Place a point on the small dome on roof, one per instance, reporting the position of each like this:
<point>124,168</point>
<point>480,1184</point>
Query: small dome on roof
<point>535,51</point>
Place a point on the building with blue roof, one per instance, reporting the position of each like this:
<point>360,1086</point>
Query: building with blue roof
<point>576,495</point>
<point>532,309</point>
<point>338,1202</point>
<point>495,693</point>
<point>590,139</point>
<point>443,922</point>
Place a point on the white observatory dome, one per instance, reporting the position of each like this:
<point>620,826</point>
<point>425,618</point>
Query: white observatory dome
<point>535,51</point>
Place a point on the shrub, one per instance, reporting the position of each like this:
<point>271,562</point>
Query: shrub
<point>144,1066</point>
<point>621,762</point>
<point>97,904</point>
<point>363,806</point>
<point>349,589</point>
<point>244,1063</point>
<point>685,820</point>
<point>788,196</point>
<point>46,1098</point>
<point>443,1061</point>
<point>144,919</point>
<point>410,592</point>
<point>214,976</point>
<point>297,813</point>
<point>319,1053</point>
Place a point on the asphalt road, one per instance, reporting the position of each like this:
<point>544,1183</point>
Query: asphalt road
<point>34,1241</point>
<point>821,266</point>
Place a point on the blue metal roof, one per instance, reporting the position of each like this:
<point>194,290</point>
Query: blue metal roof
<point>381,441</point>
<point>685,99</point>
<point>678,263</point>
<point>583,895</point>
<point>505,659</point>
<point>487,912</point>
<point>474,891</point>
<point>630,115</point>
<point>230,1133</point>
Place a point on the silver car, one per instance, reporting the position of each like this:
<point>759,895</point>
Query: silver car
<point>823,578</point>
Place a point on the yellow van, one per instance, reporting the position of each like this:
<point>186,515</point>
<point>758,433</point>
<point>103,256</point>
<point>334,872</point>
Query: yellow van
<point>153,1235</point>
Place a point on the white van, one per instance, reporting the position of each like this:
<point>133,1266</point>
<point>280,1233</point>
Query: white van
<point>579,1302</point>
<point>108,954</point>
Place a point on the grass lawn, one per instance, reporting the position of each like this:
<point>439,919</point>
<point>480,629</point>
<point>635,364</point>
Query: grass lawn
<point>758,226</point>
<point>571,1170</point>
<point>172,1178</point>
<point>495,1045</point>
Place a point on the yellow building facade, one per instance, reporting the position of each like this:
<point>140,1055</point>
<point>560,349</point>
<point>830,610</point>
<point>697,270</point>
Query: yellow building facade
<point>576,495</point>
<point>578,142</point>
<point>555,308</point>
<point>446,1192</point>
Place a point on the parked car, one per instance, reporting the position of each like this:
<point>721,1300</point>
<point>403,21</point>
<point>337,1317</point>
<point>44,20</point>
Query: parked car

# Given request
All of the data above should be transcribed exactly.

# Response to this task
Place a point on the small dome on roof, one per instance, reporting the position of each like this:
<point>124,168</point>
<point>480,1184</point>
Query: small dome on roof
<point>535,51</point>
Place a point on the building with blue roof, one per instance, reporting the position of each like this:
<point>360,1086</point>
Query: building with blue roof
<point>576,495</point>
<point>532,309</point>
<point>338,1202</point>
<point>495,693</point>
<point>590,139</point>
<point>443,922</point>
Place a point on the white observatory dome, one per instance, reporting the position of each like this:
<point>620,826</point>
<point>425,618</point>
Query: white observatory dome
<point>535,51</point>
Place a point on the shrub, one per instance, reporting the position of each like this:
<point>271,562</point>
Query: shrub
<point>144,1066</point>
<point>621,762</point>
<point>97,904</point>
<point>363,806</point>
<point>349,589</point>
<point>244,1063</point>
<point>685,820</point>
<point>788,196</point>
<point>46,1098</point>
<point>443,1061</point>
<point>144,919</point>
<point>410,592</point>
<point>214,976</point>
<point>297,813</point>
<point>319,1053</point>
Place a point on the asphalt road, one per instance, reporting the position of each like this:
<point>544,1183</point>
Query: asphalt road
<point>34,1241</point>
<point>821,266</point>
Place a point on the blue metal roof, one per instance, reporting the position of each like this:
<point>194,290</point>
Query: blue metal roof
<point>381,441</point>
<point>685,99</point>
<point>678,263</point>
<point>583,895</point>
<point>505,659</point>
<point>487,912</point>
<point>474,891</point>
<point>630,115</point>
<point>230,1133</point>
Place a point on the silver car, one per instance, reporting the position of each like this:
<point>759,895</point>
Query: silver car
<point>823,578</point>
Place a point on the yellow van, one per instance, reporting the position of each like this:
<point>186,515</point>
<point>758,433</point>
<point>103,256</point>
<point>334,872</point>
Query: yellow van
<point>153,1235</point>
Place a point on the white van, one per instance, reporting the position of each like this:
<point>133,1266</point>
<point>280,1233</point>
Query: white van
<point>579,1302</point>
<point>108,954</point>
Place a point on the grass lawn, one per instance, reporting the position of each like this:
<point>439,919</point>
<point>480,629</point>
<point>635,364</point>
Query: grass lawn
<point>758,226</point>
<point>571,1170</point>
<point>172,1178</point>
<point>495,1045</point>
Place a point on the yellow building facade, one per instance, reporting the position of each like this:
<point>140,1055</point>
<point>560,349</point>
<point>830,610</point>
<point>697,270</point>
Query: yellow building facade
<point>576,495</point>
<point>578,142</point>
<point>555,308</point>
<point>446,1192</point>
Place a point on the parked car, one per instance, reporting the position of each like this:
<point>721,1300</point>
<point>403,21</point>
<point>337,1317</point>
<point>44,20</point>
Query: parked car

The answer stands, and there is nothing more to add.